#### [Assigned task]
Where "black" occurs in a line of the entries below, copy that line.

#### [Data for analysis]
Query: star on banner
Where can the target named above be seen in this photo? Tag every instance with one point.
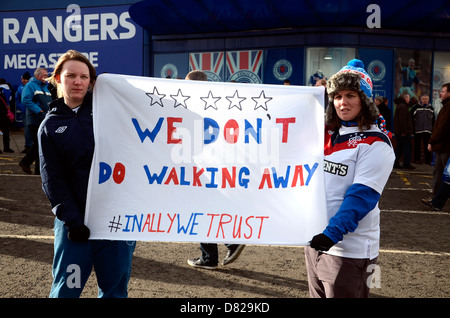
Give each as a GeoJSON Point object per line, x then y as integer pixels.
{"type": "Point", "coordinates": [235, 101]}
{"type": "Point", "coordinates": [180, 99]}
{"type": "Point", "coordinates": [261, 101]}
{"type": "Point", "coordinates": [210, 101]}
{"type": "Point", "coordinates": [156, 97]}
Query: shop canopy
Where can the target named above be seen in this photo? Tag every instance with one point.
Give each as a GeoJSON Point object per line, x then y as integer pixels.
{"type": "Point", "coordinates": [167, 17]}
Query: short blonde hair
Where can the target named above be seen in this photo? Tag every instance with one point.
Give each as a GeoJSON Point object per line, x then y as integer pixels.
{"type": "Point", "coordinates": [71, 55]}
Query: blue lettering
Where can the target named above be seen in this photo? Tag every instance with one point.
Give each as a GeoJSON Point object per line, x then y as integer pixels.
{"type": "Point", "coordinates": [280, 180]}
{"type": "Point", "coordinates": [249, 129]}
{"type": "Point", "coordinates": [310, 172]}
{"type": "Point", "coordinates": [210, 137]}
{"type": "Point", "coordinates": [105, 172]}
{"type": "Point", "coordinates": [152, 177]}
{"type": "Point", "coordinates": [147, 133]}
{"type": "Point", "coordinates": [243, 182]}
{"type": "Point", "coordinates": [213, 173]}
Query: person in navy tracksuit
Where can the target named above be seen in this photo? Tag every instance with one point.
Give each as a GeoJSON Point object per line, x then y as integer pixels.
{"type": "Point", "coordinates": [66, 149]}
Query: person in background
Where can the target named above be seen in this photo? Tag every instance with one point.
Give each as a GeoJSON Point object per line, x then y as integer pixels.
{"type": "Point", "coordinates": [28, 140]}
{"type": "Point", "coordinates": [66, 148]}
{"type": "Point", "coordinates": [338, 260]}
{"type": "Point", "coordinates": [403, 132]}
{"type": "Point", "coordinates": [440, 142]}
{"type": "Point", "coordinates": [422, 115]}
{"type": "Point", "coordinates": [210, 255]}
{"type": "Point", "coordinates": [36, 98]}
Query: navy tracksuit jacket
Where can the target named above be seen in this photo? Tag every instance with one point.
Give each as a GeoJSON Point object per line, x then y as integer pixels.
{"type": "Point", "coordinates": [66, 149]}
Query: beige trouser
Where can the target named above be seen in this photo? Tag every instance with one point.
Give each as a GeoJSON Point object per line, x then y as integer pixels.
{"type": "Point", "coordinates": [337, 277]}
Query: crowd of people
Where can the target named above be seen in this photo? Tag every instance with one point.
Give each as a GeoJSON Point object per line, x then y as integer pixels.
{"type": "Point", "coordinates": [337, 258]}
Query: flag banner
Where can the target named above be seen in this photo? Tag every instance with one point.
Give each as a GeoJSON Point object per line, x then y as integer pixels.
{"type": "Point", "coordinates": [244, 66]}
{"type": "Point", "coordinates": [211, 63]}
{"type": "Point", "coordinates": [201, 161]}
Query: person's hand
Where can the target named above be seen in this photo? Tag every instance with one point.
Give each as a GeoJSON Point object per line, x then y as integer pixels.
{"type": "Point", "coordinates": [79, 234]}
{"type": "Point", "coordinates": [321, 242]}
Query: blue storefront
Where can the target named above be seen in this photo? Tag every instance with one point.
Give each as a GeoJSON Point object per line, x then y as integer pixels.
{"type": "Point", "coordinates": [263, 41]}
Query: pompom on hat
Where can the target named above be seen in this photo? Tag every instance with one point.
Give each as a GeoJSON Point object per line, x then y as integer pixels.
{"type": "Point", "coordinates": [352, 77]}
{"type": "Point", "coordinates": [345, 80]}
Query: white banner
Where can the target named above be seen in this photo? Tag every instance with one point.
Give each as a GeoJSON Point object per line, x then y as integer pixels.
{"type": "Point", "coordinates": [194, 161]}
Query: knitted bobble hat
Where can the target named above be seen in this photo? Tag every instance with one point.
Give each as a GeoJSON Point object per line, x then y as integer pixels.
{"type": "Point", "coordinates": [347, 78]}
{"type": "Point", "coordinates": [353, 77]}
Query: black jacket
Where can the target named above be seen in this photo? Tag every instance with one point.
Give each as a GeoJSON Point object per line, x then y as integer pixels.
{"type": "Point", "coordinates": [66, 149]}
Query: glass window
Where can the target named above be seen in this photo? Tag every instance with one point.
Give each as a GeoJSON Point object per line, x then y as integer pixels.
{"type": "Point", "coordinates": [441, 76]}
{"type": "Point", "coordinates": [323, 62]}
{"type": "Point", "coordinates": [412, 74]}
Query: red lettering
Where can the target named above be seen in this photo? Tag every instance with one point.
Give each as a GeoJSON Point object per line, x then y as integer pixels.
{"type": "Point", "coordinates": [171, 221]}
{"type": "Point", "coordinates": [231, 131]}
{"type": "Point", "coordinates": [260, 227]}
{"type": "Point", "coordinates": [251, 229]}
{"type": "Point", "coordinates": [196, 178]}
{"type": "Point", "coordinates": [119, 173]}
{"type": "Point", "coordinates": [226, 177]}
{"type": "Point", "coordinates": [285, 122]}
{"type": "Point", "coordinates": [171, 130]}
{"type": "Point", "coordinates": [266, 179]}
{"type": "Point", "coordinates": [221, 223]}
{"type": "Point", "coordinates": [210, 224]}
{"type": "Point", "coordinates": [298, 174]}
{"type": "Point", "coordinates": [172, 176]}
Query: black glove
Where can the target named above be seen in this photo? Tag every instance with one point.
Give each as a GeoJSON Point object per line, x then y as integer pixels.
{"type": "Point", "coordinates": [321, 242]}
{"type": "Point", "coordinates": [79, 234]}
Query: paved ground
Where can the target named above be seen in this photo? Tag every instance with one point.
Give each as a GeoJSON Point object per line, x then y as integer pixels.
{"type": "Point", "coordinates": [414, 260]}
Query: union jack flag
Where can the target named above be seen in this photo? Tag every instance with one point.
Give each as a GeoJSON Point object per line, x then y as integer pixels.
{"type": "Point", "coordinates": [248, 61]}
{"type": "Point", "coordinates": [209, 62]}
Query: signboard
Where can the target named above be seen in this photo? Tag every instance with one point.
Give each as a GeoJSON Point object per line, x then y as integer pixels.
{"type": "Point", "coordinates": [106, 35]}
{"type": "Point", "coordinates": [206, 162]}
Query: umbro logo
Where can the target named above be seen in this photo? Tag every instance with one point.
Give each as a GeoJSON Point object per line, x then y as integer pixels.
{"type": "Point", "coordinates": [61, 129]}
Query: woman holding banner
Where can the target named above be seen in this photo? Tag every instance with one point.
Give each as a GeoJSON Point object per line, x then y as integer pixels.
{"type": "Point", "coordinates": [66, 148]}
{"type": "Point", "coordinates": [340, 260]}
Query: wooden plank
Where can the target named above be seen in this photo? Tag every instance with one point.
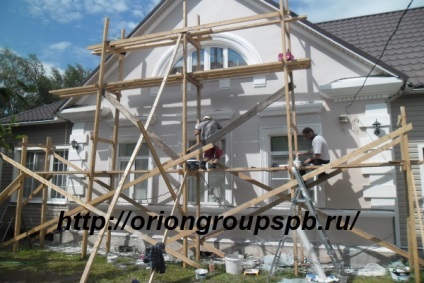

#### [Exercise answer]
Query: black jacket
Query: black glove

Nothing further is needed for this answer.